(Point-based annotation data)
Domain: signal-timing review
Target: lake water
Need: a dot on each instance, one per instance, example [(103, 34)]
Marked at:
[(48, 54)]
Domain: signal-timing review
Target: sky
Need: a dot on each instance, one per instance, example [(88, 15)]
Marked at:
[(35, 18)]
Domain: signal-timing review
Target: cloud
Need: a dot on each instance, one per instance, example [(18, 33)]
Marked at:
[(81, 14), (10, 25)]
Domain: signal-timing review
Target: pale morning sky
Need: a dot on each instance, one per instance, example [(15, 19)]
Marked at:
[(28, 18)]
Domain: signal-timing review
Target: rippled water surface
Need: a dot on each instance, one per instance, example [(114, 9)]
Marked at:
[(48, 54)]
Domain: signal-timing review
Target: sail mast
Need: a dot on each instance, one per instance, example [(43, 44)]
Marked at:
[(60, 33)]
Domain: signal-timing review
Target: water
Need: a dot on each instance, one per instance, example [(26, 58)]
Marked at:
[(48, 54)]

- **TASK DESCRIPTION**
Rename every "Domain" in the material above to "Field" and reproduce the material with all other text unchanged.

- **SOLUTION TO THE EXERCISE**
Field: signal-timing review
Target: lake water
Need: a dot on each instance, one per instance, example [(103, 34)]
Marked at:
[(48, 54)]
Field: signal-timing review
Target: sky
Need: a dot on each instance, one per instance, example [(88, 15)]
Marked at:
[(35, 18)]
Field: signal-timing review
Target: cloud
Need: a dot on each instance, one per instance, example [(18, 33)]
Marked at:
[(81, 14), (10, 25)]
Field: signal-timing review
Target: pale morning sky
Need: a dot on each instance, one per instance, example [(15, 19)]
Marked at:
[(28, 18)]
Field: signal-timing review
Target: rippled water surface
Need: a dot on each instance, one per instance, example [(114, 9)]
Marked at:
[(48, 54)]
Field: signal-timing review
Target: sail mast
Need: a dot on each instance, one per instance, example [(43, 44)]
Marked at:
[(60, 33)]
Field: signal-timing review
Target: water
Need: a dot on each instance, one per instance, example [(26, 58)]
Marked at:
[(48, 54)]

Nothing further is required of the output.